WHAT YOU HAVE TO DO
Report each line from the listing that the string "smartphone" appears in.

RECORDED INFORMATION
#####

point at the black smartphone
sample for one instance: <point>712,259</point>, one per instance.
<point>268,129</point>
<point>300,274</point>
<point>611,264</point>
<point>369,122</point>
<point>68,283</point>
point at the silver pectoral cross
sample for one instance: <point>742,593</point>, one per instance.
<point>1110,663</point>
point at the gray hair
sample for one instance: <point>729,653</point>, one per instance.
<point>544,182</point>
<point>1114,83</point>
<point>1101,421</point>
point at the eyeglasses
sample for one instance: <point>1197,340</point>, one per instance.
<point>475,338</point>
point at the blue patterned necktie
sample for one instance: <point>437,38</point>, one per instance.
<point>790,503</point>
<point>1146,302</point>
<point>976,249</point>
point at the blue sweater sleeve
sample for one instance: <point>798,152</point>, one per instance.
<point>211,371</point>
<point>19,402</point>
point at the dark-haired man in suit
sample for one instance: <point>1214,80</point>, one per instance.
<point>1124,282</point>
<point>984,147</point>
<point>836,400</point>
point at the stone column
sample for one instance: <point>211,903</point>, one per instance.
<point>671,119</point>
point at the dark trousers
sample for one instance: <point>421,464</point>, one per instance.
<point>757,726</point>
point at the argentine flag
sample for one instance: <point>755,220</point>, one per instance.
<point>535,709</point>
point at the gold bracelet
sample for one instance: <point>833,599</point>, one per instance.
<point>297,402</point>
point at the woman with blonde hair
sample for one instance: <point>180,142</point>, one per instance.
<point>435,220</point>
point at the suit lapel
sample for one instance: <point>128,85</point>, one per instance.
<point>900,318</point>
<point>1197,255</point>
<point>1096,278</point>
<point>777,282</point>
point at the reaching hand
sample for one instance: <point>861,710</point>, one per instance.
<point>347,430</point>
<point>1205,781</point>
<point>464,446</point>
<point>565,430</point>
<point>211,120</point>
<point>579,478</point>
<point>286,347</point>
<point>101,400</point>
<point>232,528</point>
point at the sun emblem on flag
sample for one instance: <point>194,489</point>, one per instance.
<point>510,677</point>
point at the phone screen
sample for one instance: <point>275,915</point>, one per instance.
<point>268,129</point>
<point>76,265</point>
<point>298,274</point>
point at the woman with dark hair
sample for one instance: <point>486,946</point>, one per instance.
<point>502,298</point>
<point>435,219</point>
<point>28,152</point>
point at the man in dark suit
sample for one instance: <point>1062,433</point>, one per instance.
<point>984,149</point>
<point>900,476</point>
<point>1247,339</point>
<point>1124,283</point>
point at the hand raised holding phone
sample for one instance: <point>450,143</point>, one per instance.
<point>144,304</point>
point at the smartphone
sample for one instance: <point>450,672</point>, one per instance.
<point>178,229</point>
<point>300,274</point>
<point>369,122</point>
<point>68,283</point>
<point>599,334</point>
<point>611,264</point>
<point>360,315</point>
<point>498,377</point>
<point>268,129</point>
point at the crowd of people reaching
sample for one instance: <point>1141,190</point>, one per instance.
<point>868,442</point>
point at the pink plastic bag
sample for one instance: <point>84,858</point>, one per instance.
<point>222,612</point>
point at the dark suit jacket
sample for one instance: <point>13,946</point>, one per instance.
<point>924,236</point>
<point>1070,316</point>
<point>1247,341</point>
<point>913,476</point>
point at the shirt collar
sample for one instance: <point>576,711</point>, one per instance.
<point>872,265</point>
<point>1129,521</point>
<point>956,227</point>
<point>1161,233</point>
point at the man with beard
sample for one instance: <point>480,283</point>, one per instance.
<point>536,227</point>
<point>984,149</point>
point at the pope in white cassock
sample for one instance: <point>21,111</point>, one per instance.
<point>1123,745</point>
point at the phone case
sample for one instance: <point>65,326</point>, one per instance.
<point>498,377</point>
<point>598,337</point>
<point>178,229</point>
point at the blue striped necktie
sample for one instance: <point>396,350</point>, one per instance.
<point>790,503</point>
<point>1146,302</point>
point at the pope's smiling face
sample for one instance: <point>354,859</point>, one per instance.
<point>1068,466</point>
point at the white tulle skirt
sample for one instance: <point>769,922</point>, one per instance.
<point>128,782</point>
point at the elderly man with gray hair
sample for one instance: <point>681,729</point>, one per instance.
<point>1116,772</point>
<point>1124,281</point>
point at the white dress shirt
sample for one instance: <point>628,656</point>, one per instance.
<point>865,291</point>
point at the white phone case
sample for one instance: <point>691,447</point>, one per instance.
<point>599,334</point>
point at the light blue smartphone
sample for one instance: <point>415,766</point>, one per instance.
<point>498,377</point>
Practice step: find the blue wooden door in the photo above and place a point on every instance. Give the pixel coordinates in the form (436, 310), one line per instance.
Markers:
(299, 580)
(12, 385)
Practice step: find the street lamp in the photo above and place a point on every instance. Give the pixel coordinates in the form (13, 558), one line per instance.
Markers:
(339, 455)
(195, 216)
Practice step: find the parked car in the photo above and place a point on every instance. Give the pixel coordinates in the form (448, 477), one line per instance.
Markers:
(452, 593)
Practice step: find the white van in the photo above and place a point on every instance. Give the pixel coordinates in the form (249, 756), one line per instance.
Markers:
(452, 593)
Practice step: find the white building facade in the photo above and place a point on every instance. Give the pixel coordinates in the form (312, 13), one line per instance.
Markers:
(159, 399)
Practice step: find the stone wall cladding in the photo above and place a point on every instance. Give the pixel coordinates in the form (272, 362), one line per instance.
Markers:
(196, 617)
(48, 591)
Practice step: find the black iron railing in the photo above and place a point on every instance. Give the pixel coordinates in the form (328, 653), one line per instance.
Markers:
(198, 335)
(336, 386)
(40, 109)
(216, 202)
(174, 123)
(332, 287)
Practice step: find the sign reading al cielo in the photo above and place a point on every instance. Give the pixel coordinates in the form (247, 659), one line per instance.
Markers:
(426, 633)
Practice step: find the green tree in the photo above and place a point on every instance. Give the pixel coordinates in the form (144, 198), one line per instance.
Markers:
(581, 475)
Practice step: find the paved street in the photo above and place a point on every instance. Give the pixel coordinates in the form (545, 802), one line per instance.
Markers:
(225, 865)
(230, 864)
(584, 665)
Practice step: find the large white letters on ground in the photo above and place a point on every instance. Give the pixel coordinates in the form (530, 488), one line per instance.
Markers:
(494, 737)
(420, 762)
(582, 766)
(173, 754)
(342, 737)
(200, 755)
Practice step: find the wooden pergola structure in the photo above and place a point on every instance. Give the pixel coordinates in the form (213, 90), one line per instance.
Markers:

#####

SOLUTION BELOW
point at the black smartphone
point at the smartphone
point at the light blue smartphone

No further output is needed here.